Source data
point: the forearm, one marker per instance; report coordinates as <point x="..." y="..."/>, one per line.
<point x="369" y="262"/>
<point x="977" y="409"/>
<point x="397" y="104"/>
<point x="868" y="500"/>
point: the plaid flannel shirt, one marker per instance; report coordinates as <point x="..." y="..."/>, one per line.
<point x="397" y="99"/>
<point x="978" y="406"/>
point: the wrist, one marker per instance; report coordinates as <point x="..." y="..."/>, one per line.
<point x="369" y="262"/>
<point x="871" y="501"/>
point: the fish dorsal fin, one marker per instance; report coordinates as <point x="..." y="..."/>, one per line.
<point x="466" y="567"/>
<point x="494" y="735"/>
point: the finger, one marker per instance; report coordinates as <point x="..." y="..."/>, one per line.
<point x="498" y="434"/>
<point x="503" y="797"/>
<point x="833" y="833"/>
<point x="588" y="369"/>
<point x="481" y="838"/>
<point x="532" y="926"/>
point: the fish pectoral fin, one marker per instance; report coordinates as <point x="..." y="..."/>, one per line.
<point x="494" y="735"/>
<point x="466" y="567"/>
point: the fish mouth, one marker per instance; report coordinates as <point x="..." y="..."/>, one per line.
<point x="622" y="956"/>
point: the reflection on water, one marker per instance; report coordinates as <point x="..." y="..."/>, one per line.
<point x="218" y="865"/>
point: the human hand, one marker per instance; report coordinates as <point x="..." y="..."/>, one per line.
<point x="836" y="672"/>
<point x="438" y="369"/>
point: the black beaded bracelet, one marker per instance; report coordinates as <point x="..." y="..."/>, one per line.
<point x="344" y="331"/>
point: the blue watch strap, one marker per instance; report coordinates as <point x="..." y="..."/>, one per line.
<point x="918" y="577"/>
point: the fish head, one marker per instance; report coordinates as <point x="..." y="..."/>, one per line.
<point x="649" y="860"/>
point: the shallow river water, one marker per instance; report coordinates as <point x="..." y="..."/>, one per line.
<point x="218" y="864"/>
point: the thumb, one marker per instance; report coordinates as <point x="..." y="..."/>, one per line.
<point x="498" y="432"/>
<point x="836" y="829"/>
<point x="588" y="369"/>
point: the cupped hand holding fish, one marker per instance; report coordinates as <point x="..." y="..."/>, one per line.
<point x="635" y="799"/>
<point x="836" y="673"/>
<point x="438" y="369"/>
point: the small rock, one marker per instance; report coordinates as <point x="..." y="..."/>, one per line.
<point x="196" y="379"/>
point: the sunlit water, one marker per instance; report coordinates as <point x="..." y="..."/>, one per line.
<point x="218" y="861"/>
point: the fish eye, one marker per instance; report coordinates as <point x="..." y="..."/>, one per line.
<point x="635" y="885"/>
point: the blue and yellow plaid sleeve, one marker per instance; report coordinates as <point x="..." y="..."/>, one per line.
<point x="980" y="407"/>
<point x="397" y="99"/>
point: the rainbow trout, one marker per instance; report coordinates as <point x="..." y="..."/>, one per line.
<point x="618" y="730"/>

_Work instructions_
Final part of the records: return the line that contains "point: the fish head, one" and every line after it, exactly, with no other lines added.

_Result below_
point: the fish head, one marker per instance; report coordinates as <point x="..." y="..."/>, one per line.
<point x="649" y="860"/>
point: the shallow river water, one marker per instance; report coordinates as <point x="..." y="..."/>, one per line.
<point x="218" y="864"/>
point: the thumb, one marker per instance; report coordinates as <point x="..." y="..."/>, one per line.
<point x="498" y="432"/>
<point x="836" y="829"/>
<point x="588" y="369"/>
point: the cupped hand holding fish, one marker per instance; report coordinates as <point x="..." y="..."/>, one per line.
<point x="635" y="799"/>
<point x="836" y="673"/>
<point x="438" y="369"/>
point: the small rock, one marker per instance; report coordinates as <point x="..." y="..."/>, one per line.
<point x="196" y="379"/>
point: the sunlit water, one marker per instance; report coordinates as <point x="..." y="..."/>, one per line.
<point x="218" y="861"/>
point: the fish eye, one marker per instance; report coordinates as <point x="..." y="..."/>, one per line.
<point x="635" y="885"/>
point: the blue and yellow plaid sleeve, one marker per instance; report coordinates as <point x="..." y="..."/>, one per line.
<point x="980" y="407"/>
<point x="397" y="99"/>
point: the rainbow trout, one marker per instance; report coordinates as <point x="..." y="..."/>, one per line.
<point x="618" y="730"/>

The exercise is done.